━━ DATA SHOWN

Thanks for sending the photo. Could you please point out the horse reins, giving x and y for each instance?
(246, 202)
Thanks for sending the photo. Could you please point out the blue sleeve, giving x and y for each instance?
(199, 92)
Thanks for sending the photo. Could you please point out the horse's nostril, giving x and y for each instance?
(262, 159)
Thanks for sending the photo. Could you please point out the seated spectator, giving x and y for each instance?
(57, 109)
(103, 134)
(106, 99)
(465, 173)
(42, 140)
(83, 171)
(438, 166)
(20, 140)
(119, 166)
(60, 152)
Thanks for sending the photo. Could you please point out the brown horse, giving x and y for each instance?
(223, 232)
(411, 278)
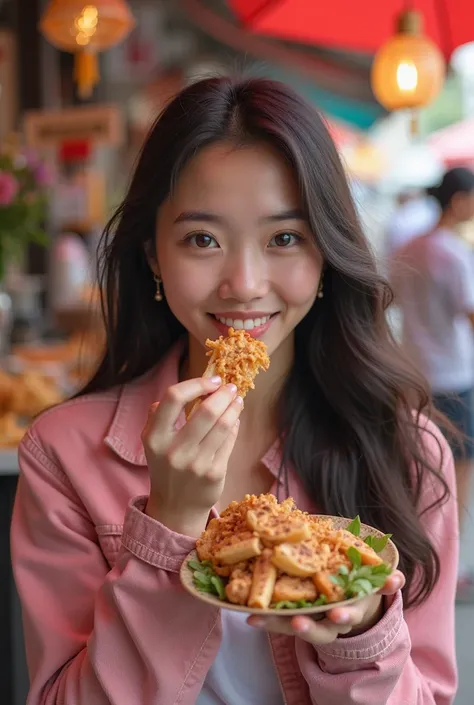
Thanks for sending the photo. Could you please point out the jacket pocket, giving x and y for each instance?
(110, 540)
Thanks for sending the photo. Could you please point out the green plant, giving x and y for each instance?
(23, 199)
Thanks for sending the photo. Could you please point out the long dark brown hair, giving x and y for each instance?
(351, 409)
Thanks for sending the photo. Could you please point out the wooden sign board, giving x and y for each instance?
(98, 124)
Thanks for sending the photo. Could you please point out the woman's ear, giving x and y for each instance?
(150, 255)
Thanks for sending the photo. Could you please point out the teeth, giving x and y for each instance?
(239, 324)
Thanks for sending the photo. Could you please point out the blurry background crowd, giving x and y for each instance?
(80, 85)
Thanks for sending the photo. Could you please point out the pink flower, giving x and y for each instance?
(8, 188)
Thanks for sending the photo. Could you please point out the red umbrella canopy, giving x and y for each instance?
(357, 25)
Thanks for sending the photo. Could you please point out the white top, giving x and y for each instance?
(415, 217)
(433, 278)
(243, 672)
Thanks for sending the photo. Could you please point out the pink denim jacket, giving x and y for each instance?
(106, 620)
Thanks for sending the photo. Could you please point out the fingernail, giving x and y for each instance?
(301, 627)
(257, 622)
(397, 582)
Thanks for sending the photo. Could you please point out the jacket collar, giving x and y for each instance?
(135, 399)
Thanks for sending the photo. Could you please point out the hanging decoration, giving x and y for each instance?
(85, 29)
(408, 71)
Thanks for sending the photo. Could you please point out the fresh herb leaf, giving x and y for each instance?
(381, 568)
(362, 586)
(206, 580)
(355, 557)
(377, 543)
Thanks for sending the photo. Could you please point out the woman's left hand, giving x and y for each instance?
(354, 619)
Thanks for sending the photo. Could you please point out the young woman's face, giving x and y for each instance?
(233, 246)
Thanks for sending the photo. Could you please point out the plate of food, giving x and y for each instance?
(262, 556)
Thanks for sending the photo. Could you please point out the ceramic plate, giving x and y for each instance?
(389, 555)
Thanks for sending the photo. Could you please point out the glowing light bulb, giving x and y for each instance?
(85, 24)
(407, 76)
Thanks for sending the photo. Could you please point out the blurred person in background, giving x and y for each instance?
(433, 279)
(416, 213)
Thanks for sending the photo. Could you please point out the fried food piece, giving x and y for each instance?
(237, 360)
(325, 586)
(292, 589)
(300, 560)
(278, 528)
(263, 581)
(368, 555)
(239, 551)
(238, 588)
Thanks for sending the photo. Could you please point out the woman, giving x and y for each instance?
(434, 285)
(238, 211)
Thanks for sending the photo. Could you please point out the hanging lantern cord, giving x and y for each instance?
(86, 72)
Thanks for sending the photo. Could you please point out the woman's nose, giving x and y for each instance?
(245, 278)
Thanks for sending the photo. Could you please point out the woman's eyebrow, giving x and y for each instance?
(199, 216)
(291, 214)
(207, 217)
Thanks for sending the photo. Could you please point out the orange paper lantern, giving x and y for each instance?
(84, 29)
(408, 71)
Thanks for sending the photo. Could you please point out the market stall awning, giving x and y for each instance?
(359, 25)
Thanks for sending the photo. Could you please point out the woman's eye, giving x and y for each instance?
(203, 241)
(285, 240)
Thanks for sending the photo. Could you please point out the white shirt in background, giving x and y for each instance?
(433, 279)
(415, 217)
(243, 672)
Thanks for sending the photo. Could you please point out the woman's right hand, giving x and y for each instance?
(188, 467)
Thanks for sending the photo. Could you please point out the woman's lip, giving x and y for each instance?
(243, 316)
(256, 332)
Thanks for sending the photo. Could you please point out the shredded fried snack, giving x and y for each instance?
(273, 553)
(237, 360)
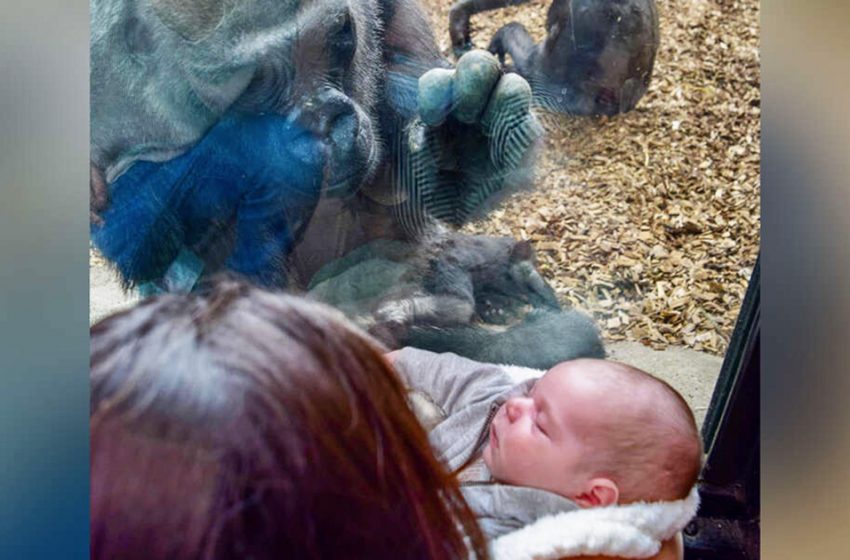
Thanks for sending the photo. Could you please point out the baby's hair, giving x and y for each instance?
(654, 450)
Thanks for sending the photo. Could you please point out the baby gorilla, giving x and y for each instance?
(597, 432)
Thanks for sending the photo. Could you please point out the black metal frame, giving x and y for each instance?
(727, 525)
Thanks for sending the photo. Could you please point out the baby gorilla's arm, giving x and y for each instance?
(671, 549)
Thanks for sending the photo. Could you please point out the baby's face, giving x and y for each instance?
(543, 440)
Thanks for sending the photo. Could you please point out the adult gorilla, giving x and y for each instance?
(270, 137)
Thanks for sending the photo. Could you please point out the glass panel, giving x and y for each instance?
(359, 152)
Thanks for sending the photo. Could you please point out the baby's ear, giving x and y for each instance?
(600, 492)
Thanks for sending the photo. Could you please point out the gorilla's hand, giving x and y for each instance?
(475, 133)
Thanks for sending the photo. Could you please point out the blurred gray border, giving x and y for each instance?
(43, 280)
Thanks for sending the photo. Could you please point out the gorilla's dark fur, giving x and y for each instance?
(272, 137)
(477, 296)
(597, 57)
(166, 73)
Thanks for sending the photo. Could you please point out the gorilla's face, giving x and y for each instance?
(164, 71)
(326, 79)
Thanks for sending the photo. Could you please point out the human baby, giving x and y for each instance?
(599, 433)
(595, 432)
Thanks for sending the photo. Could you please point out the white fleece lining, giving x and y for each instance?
(629, 531)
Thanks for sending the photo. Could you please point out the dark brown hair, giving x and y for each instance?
(247, 424)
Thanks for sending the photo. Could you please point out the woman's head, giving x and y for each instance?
(246, 424)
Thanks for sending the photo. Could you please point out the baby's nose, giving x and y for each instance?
(516, 407)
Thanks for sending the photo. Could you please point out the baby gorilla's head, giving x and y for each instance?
(599, 433)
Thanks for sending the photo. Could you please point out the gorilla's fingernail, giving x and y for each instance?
(476, 75)
(436, 92)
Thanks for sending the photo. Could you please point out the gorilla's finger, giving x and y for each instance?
(476, 75)
(510, 101)
(436, 91)
(509, 123)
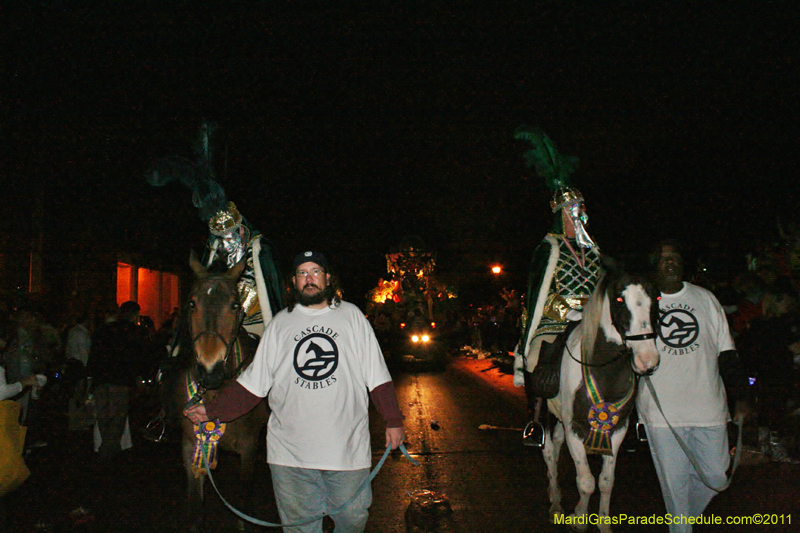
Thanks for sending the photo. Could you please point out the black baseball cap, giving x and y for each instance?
(314, 257)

━━━━

■ TASK DETAILS ■
Arrange the listing above as a JSON list of strings, one string per line, with blank lines left out. Leave the pictures out.

■ RESULT OF THE TASK ■
[
  "Thanks for sending the photo. Could you please point out the horse reins, giving x and y for each instance?",
  "(246, 202)",
  "Thanks for sending the photo. Could you please point out the blue sleeve, giving x and y for each instance?",
  "(199, 92)",
  "Thanks for sending the photo. Could you please point out the horse's nostril, giving x and y for each instance?",
  "(262, 159)",
  "Thanks for sending the photo. Could you please point out the seated spectator, giving x and y for each instance?",
  "(57, 109)",
  "(103, 134)",
  "(106, 99)",
  "(465, 173)",
  "(42, 140)",
  "(83, 171)",
  "(438, 166)",
  "(20, 140)",
  "(119, 166)",
  "(60, 152)",
  "Thanks for sending the photo. Could you please point out the brown horse, giving x and y for each instance?",
  "(223, 232)",
  "(411, 278)",
  "Thanks for sending the photo. Could you please point out the jacket pocket, giving x and y for each instance?",
  "(110, 540)",
  "Thanks for sending the photo. Could you please point out the green plant, giving x and y for each instance?",
  "(23, 199)",
  "Thanks for sending the photo. Could you please point out the long dark brown hair, giving x and y for each instance?",
  "(351, 409)",
  "Thanks for sending the photo. Could you please point out the wooden sign board, giving x and y for each instance?",
  "(98, 124)",
  "Thanks for sending the photo. Could you please point out the woman's ear, giving x and y for each instance?",
  "(150, 255)",
  "Thanks for sending the photo. Could you please point out the teeth, giving x and y for each instance?",
  "(239, 324)",
  "Thanks for sending the photo. Could you please point out the blurry background crowd, giving x and y for each instance?",
  "(80, 85)",
  "Thanks for sending the photo. Could you please point out the pink flower, giving x and y for each instance?",
  "(8, 188)",
  "Thanks for sending the photo. Could you please point out the red umbrella canopy, giving x and y for each instance?",
  "(357, 25)",
  "Thanks for sending the photo. Could you please point out the white top, giving x and y for each instance?",
  "(415, 217)",
  "(433, 278)",
  "(243, 672)",
  "Thanks for sending the photo. Could you please point out the pink denim jacket, giving x and y for each instance?",
  "(106, 620)",
  "Thanks for sending the photo. Could you please point out the fingernail, giving x and y for each instance?",
  "(301, 627)",
  "(257, 622)",
  "(397, 582)",
  "Thanks for sending the photo. Could you please point out the jacket collar, giving x and y for each instance?",
  "(135, 399)",
  "Thanks for sending the photo. Could you please point out the hanging decoration, giving x and y for each instance?",
  "(85, 29)",
  "(408, 71)",
  "Thanks for sending the photo. Could you please point out the fresh herb leaf, giving x and y for each instance?",
  "(381, 568)",
  "(362, 586)",
  "(206, 580)",
  "(355, 557)",
  "(377, 543)",
  "Thanks for sending the photo. Could you please point out the woman's left hand, giving x and y for each instance?",
  "(354, 619)",
  "Thanks for sending the photo. Could you please point out the young woman's face, giving x and y for each instance?",
  "(233, 246)",
  "Thanks for sending the photo. Could you please point out the plate of food, giving x and y for each instance?",
  "(262, 556)",
  "Thanks for sending the photo. Could you please point out the ceramic plate, giving x and y for each instance?",
  "(389, 555)",
  "Thanks for sending the photo. Could you please point out the glowing light bulb, giving x and y for each instance?",
  "(85, 24)",
  "(407, 76)",
  "Thanks for sending the photo. Could you please point out the blurred person in background, giving x and y for each instance?",
  "(433, 279)",
  "(416, 213)",
  "Thanks for sending the photo. Could you please point out the fried food piece, giving x and y for each instance?",
  "(237, 360)",
  "(325, 586)",
  "(292, 589)",
  "(300, 560)",
  "(278, 528)",
  "(263, 581)",
  "(368, 555)",
  "(239, 551)",
  "(238, 588)",
  "Thanks for sending the photo. Could you please point out the woman, giving x and y for each instance?",
  "(434, 285)",
  "(238, 211)",
  "Thanks for sending the photo. Could you please point out the hanging lantern cord, giving x and y for each instance?",
  "(86, 72)",
  "Thanks for sending the photo. Could you please point out the woman's nose, giving x and y for each instance?",
  "(245, 278)",
  "Thanks for sending the photo. Could you please point out the woman's eyebrow, giving x and y for each instance?",
  "(199, 216)",
  "(291, 214)",
  "(207, 217)",
  "Thanks for sending the photo. Could you please point out the orange paper lantern, giving x and y for each instance?",
  "(84, 29)",
  "(408, 71)",
  "Thanks for sending the photo. Could you please point out the market stall awning, giving x and y for each instance?",
  "(359, 25)",
  "Thanks for sending the photo. Could you please point out the woman's eye, giving x and y for each instance?",
  "(203, 241)",
  "(285, 240)",
  "Thanks for sending the photo. Could you please point out the white shirt in background, giving x and y for each instance?",
  "(433, 279)",
  "(415, 217)",
  "(243, 672)",
  "Thanks for sending the photo. Could you please point out the woman's right hand, giving x and y for each instance?",
  "(188, 467)",
  "Thanks for sending the photo. Could you please point out the woman's lip, giving x and y for each instance?",
  "(243, 316)",
  "(256, 332)",
  "Thanks for sending the photo. Could you please point out the shredded fried snack, giving x and y for each instance?",
  "(273, 553)",
  "(237, 360)",
  "Thanks for sending the photo. Could you please point out the baby's hair, giving x and y for each instance?",
  "(654, 450)",
  "Thanks for sending the photo. Could you please point out the baby gorilla, giving x and y for each instance?",
  "(597, 432)",
  "Thanks for sending the photo. Could you please point out the black metal frame, giving x and y for each instance?",
  "(727, 525)",
  "Thanks for sending the photo. Could you please point out the baby gorilla's arm, giving x and y for each instance?",
  "(671, 549)",
  "Thanks for sending the photo. Could you please point out the baby's face, giving x and y for each instance?",
  "(543, 440)",
  "Thanks for sending the photo. Could you please point out the adult gorilla, giving x and y for each instance?",
  "(270, 137)",
  "Thanks for sending the photo. Could you please point out the glass panel, giving x and y for each instance?",
  "(359, 152)",
  "Thanks for sending the photo. Could you please point out the baby's ear, giving x and y for each instance?",
  "(600, 492)",
  "Thanks for sending the photo. Could you please point out the gorilla's hand, giving x and y for each instance?",
  "(475, 133)",
  "Thanks for sending the photo. Could you please point out the blurred gray border, giving x and y for each instance?",
  "(43, 280)",
  "Thanks for sending the photo. Could you please point out the gorilla's dark fur, giving x and y for each instance?",
  "(272, 137)",
  "(477, 296)",
  "(597, 57)",
  "(166, 73)",
  "Thanks for sending the photo. Could you please point out the gorilla's face, giving x and y for each instance?",
  "(164, 71)",
  "(326, 79)",
  "Thanks for sending the photo. Could you please point out the human baby, giving x and y for each instance?",
  "(599, 433)",
  "(595, 432)",
  "Thanks for sending the photo. Could you please point out the white fleece lining, giving x and y for each instance?",
  "(629, 531)",
  "Thanks for sending the photo. Could you please point out the dark brown hair, giving x and y for each instance?",
  "(247, 424)",
  "Thanks for sending the photo. Could you please point out the woman's head, giving x and y for each instance?",
  "(246, 424)",
  "Thanks for sending the photo. Could you please point out the baby's nose, giving x and y for each instance?",
  "(516, 407)",
  "Thanks for sending the photo. Could you please point out the baby gorilla's head, giving x and y for each instance?",
  "(599, 433)",
  "Thanks for sending the photo. Could you please point out the gorilla's fingernail, giving x and y for each instance?",
  "(476, 75)",
  "(436, 92)",
  "Thanks for sending the photo. Could you please point out the gorilla's finger, giving x and y for each instance?",
  "(476, 75)",
  "(510, 101)",
  "(436, 91)",
  "(509, 123)",
  "Thanks for sending the photo. Could you please point out the black baseball cap, giving x and y for each instance?",
  "(314, 257)"
]